SET EXERCISE:
Rewrite everything below from the line containing "the person in" down to the line containing "(1522, 341)", both included. Shift every pixel coordinate in the answers by -34 and keep all other text unchanged.

SUPPLIED ENTRIES:
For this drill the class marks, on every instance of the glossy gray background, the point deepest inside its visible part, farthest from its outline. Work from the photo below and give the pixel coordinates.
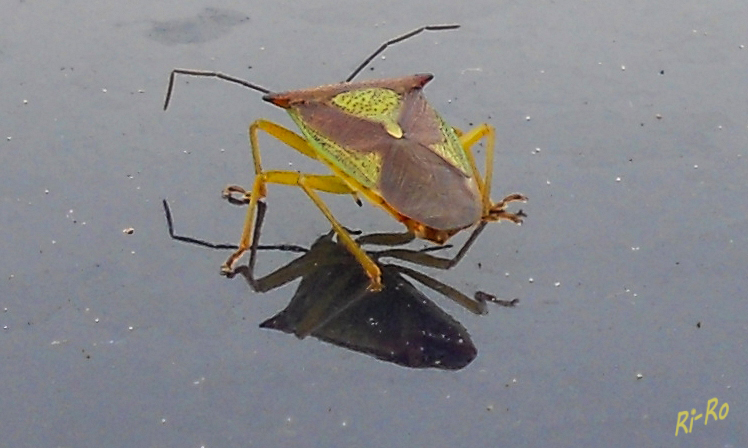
(109, 339)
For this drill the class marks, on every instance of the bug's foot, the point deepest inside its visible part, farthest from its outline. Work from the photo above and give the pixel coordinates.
(497, 212)
(236, 195)
(375, 284)
(486, 297)
(514, 197)
(227, 271)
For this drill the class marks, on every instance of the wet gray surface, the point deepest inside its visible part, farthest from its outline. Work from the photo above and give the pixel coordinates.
(632, 261)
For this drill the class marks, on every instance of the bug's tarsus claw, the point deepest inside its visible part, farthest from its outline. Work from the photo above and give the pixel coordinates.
(484, 297)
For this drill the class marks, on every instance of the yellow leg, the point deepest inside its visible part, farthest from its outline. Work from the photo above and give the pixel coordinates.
(467, 140)
(309, 183)
(491, 212)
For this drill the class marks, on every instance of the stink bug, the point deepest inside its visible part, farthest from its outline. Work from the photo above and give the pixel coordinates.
(382, 140)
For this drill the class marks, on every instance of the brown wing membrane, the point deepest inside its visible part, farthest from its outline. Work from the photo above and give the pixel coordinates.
(413, 179)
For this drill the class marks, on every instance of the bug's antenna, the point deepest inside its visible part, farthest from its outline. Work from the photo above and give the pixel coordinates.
(207, 74)
(396, 40)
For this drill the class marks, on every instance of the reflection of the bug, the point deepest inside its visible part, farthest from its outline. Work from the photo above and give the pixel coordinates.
(398, 324)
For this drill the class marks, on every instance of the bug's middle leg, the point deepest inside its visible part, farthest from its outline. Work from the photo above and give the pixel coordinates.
(310, 183)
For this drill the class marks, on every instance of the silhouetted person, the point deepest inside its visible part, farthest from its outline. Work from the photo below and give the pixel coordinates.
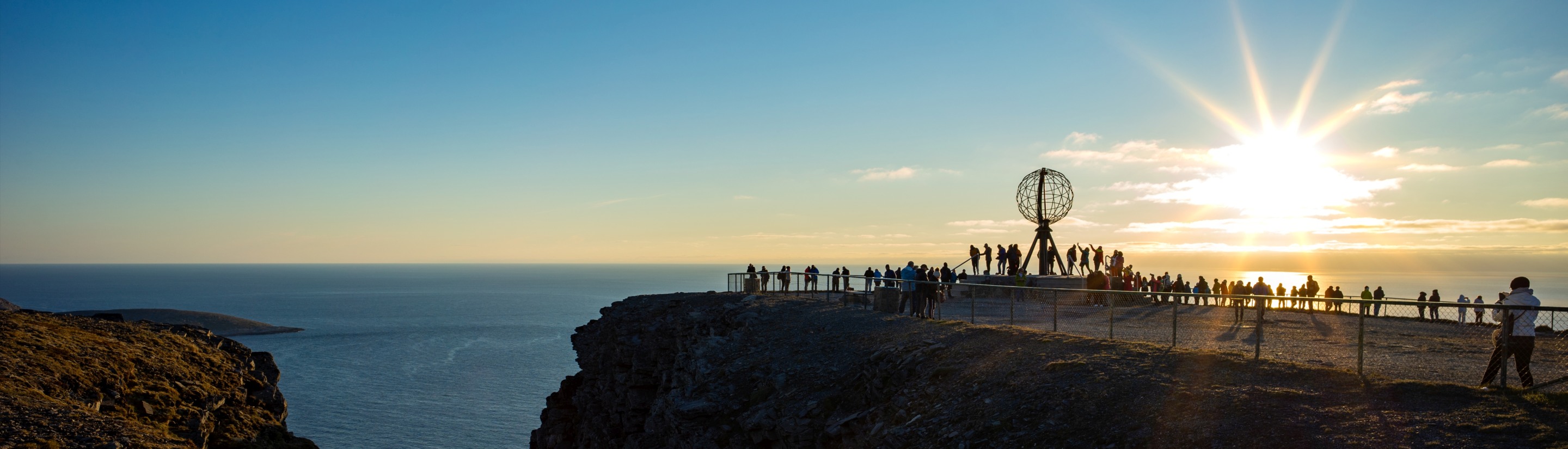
(1377, 310)
(974, 258)
(1071, 260)
(1517, 333)
(1481, 319)
(907, 290)
(987, 260)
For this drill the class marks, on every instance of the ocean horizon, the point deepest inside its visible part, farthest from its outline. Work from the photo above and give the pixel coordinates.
(463, 355)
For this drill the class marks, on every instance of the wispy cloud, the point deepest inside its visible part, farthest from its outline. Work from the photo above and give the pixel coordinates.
(1547, 203)
(1130, 151)
(1081, 137)
(883, 173)
(1150, 187)
(1556, 112)
(1398, 102)
(1332, 245)
(1398, 84)
(621, 200)
(1429, 167)
(777, 236)
(1508, 162)
(985, 231)
(1352, 226)
(991, 224)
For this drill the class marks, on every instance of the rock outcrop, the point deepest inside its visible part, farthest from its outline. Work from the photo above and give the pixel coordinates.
(745, 371)
(82, 382)
(220, 324)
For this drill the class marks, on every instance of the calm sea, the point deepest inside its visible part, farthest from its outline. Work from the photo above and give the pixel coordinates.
(393, 355)
(464, 355)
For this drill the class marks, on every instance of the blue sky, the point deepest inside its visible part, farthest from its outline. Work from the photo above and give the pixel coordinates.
(717, 132)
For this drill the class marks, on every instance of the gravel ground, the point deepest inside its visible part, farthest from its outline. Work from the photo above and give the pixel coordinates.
(1396, 347)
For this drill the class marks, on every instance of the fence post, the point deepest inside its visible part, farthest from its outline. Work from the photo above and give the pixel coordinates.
(1508, 335)
(1362, 332)
(1112, 313)
(1258, 332)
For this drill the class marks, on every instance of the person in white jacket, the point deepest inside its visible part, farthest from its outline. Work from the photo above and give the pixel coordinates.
(1522, 341)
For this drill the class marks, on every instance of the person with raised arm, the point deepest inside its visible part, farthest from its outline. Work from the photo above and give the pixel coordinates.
(1517, 335)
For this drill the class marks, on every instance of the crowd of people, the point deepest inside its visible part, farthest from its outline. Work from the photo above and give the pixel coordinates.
(1514, 338)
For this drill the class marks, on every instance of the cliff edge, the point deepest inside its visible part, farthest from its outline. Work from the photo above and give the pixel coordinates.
(81, 382)
(218, 324)
(747, 371)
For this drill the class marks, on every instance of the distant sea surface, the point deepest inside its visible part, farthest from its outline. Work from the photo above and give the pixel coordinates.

COMPLETE OUTPUT:
For this drill the class marks, on every instance of the person in white jacket, the point deepest inside its visible part, farthest from its outline. Work from the photo above and give the pixel coordinates.
(1488, 307)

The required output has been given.